### Task objective
Below are entries; repeat exactly, and nothing else, the lines from the one holding "as point(546, 415)." through the one holding "as point(69, 61).", inclusive. Leave the pictures out.

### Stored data
• • • • • • •

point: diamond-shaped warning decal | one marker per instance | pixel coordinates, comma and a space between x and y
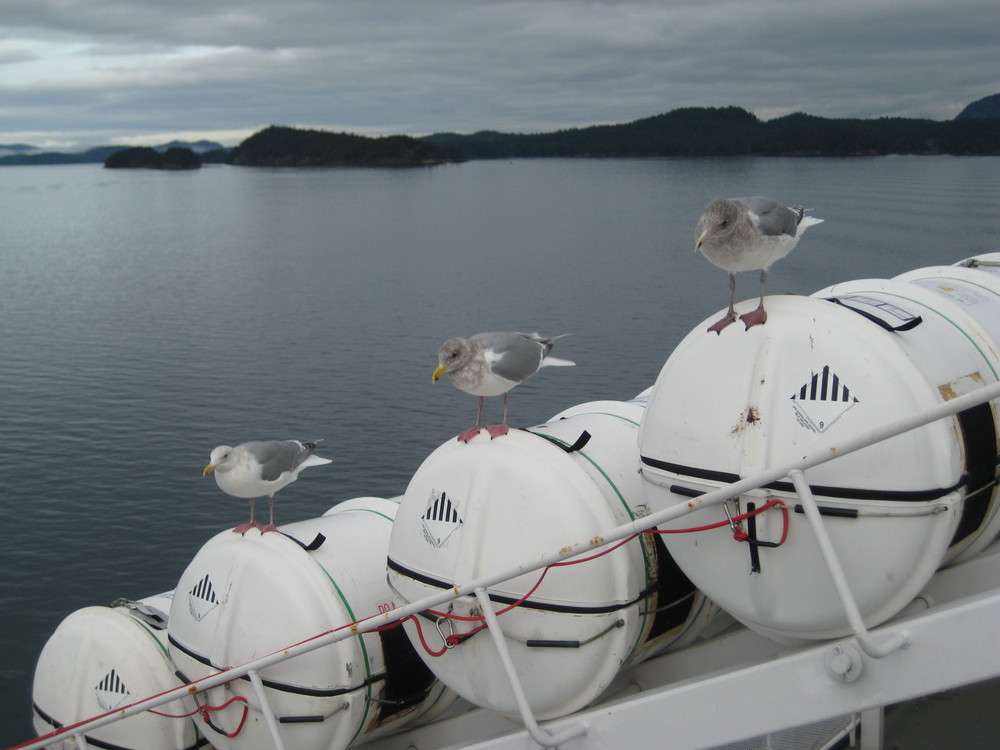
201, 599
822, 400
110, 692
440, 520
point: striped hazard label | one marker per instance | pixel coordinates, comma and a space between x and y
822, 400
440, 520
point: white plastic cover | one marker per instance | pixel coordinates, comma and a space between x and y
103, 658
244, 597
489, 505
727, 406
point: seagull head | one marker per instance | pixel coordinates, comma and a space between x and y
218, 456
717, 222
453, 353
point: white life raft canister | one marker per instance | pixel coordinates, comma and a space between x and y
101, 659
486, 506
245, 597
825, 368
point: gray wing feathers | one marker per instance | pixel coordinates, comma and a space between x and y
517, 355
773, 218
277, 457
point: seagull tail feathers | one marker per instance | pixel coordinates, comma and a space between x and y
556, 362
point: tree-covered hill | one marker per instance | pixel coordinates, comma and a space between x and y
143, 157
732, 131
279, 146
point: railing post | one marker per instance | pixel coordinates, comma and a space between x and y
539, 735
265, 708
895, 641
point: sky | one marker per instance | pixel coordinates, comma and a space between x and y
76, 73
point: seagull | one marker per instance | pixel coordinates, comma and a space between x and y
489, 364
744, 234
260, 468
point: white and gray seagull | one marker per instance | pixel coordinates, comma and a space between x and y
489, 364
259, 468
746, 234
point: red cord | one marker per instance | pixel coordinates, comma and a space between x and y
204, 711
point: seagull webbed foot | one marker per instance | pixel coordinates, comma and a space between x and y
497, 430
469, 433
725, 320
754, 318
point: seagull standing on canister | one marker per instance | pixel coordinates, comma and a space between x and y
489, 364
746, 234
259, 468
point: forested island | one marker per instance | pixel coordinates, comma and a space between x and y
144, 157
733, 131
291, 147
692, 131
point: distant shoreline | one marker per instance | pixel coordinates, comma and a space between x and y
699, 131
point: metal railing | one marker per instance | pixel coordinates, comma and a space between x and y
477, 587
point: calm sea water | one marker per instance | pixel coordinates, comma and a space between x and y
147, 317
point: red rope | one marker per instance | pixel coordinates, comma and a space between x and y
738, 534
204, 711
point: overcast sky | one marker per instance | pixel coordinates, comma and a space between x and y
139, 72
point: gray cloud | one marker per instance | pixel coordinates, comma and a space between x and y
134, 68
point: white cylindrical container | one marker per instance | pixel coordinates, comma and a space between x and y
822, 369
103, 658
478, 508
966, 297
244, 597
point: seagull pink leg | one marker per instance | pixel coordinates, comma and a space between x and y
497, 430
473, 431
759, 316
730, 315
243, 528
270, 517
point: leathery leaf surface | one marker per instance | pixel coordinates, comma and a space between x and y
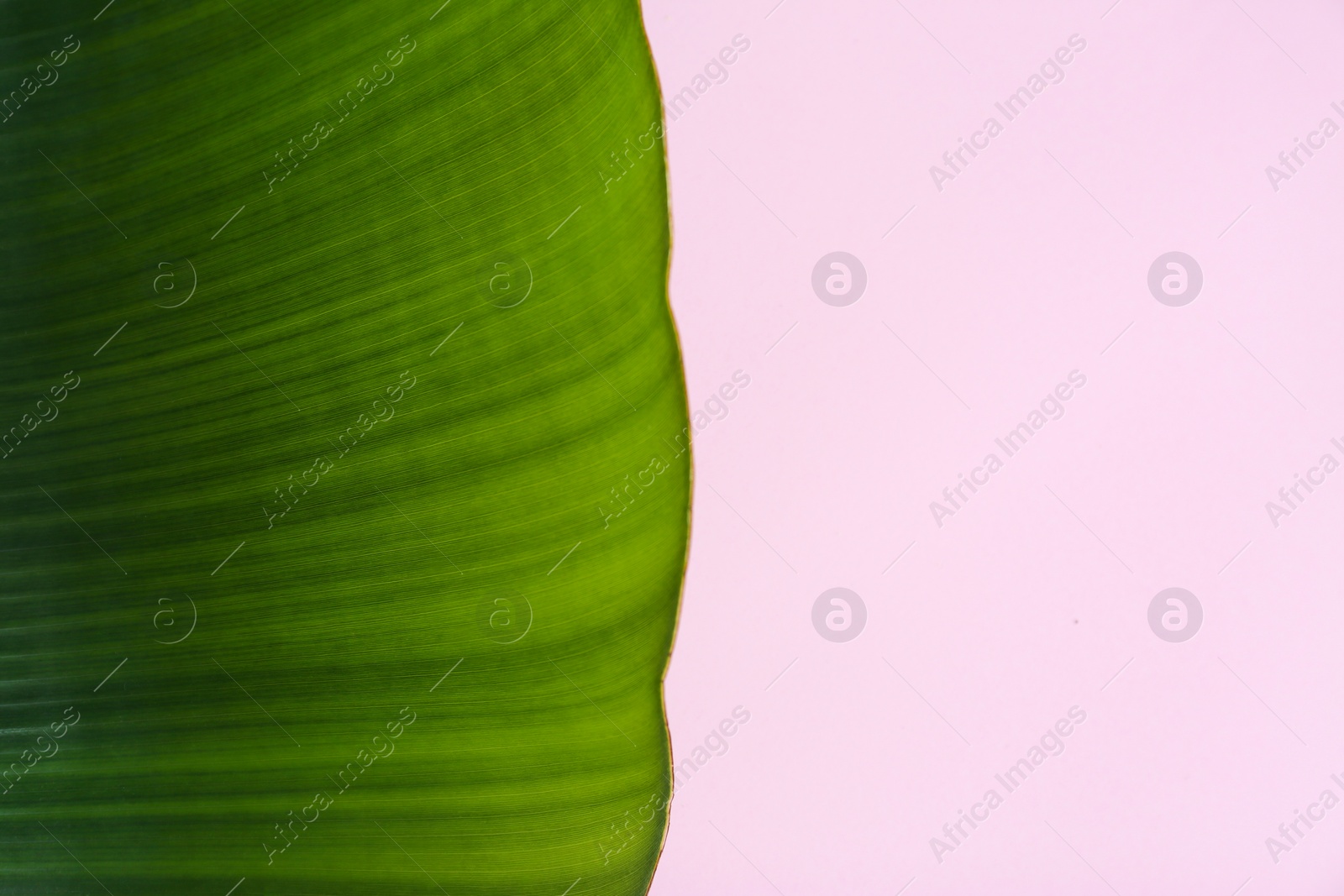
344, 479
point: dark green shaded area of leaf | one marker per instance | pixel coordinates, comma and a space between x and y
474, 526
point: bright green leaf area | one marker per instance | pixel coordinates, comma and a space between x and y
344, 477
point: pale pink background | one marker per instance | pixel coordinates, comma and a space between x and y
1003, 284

• • • • • • •

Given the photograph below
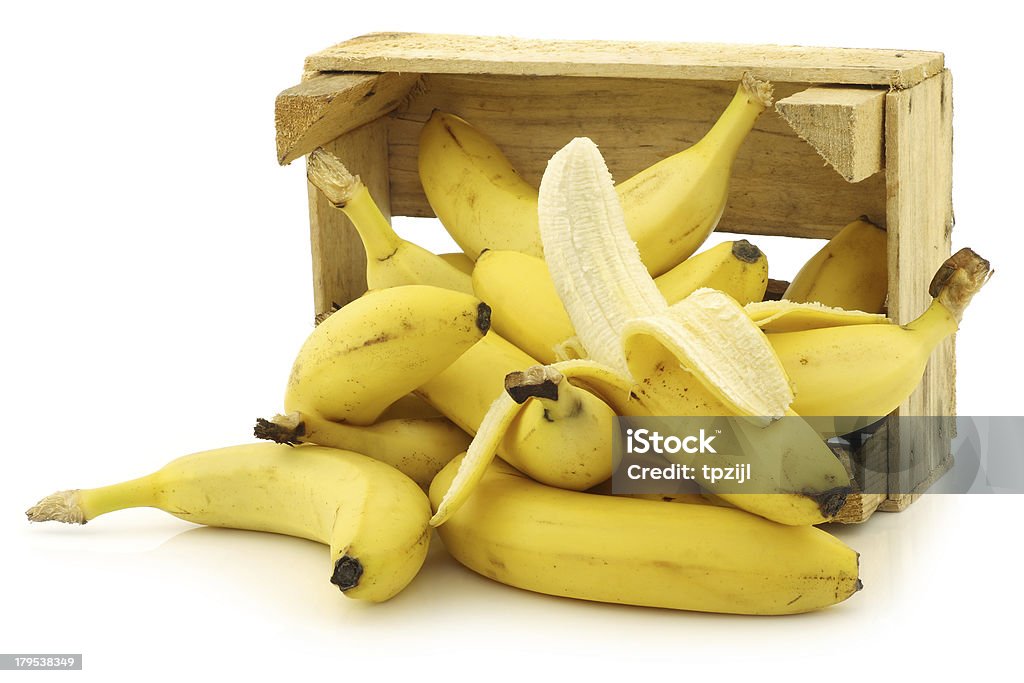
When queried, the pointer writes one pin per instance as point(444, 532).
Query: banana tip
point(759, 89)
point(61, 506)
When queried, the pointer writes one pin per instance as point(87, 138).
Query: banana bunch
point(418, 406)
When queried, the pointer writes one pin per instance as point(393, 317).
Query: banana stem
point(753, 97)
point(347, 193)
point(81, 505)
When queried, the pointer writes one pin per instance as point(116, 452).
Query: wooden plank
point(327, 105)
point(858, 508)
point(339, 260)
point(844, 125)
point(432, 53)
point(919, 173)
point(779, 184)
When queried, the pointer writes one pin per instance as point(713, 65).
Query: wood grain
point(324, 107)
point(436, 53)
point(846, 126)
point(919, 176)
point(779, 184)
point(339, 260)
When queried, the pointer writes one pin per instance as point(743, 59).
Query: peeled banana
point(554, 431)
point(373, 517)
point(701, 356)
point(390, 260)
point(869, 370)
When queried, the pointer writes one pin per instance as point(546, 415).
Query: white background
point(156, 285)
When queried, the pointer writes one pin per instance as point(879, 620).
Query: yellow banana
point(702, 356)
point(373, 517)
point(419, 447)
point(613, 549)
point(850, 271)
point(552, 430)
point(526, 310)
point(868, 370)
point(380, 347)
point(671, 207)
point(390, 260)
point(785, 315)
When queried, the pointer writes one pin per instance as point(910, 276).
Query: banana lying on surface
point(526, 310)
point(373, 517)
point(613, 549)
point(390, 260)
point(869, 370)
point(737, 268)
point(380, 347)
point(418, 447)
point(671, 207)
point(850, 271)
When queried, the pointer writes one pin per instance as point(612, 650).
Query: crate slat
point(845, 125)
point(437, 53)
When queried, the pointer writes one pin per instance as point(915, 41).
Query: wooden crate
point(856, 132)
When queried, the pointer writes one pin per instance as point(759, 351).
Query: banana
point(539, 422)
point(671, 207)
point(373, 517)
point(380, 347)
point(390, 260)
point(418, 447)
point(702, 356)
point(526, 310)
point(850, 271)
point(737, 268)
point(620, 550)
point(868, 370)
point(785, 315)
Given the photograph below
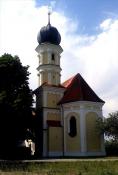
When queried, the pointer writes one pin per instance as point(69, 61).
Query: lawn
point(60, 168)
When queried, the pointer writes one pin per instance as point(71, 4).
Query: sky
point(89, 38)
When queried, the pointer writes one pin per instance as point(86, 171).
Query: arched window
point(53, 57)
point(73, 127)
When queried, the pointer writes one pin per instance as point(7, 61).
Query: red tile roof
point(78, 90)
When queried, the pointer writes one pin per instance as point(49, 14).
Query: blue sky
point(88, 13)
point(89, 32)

• • • • • • •

### Answer space
When queried, the pointer writes one pin per instance as point(546, 415).
Query: white background
point(156, 285)
When queried, the pointer writes one pin per instance as point(879, 620).
Query: yellow banana
point(702, 356)
point(373, 517)
point(419, 447)
point(613, 549)
point(850, 271)
point(552, 430)
point(526, 310)
point(868, 370)
point(380, 347)
point(671, 207)
point(390, 260)
point(785, 315)
When queried, the pointer writes one pin per instance as point(910, 276).
Query: banana lying on surface
point(526, 310)
point(373, 517)
point(613, 549)
point(390, 260)
point(869, 370)
point(737, 268)
point(380, 347)
point(418, 447)
point(671, 207)
point(850, 271)
When queried, the pointer writes one pin per instance as point(612, 650).
Query: crate slat
point(845, 125)
point(437, 53)
When queried, the pointer writes one pin per instance as point(915, 41).
Query: wooden crate
point(856, 132)
When queried, the pointer writes one pin per instance as point(759, 351).
Query: banana
point(539, 422)
point(671, 207)
point(373, 517)
point(380, 347)
point(390, 260)
point(418, 447)
point(702, 356)
point(526, 310)
point(850, 271)
point(737, 268)
point(620, 550)
point(868, 370)
point(785, 315)
Given the photograph below
When queried, the pointer writes one pin per instance as point(69, 61).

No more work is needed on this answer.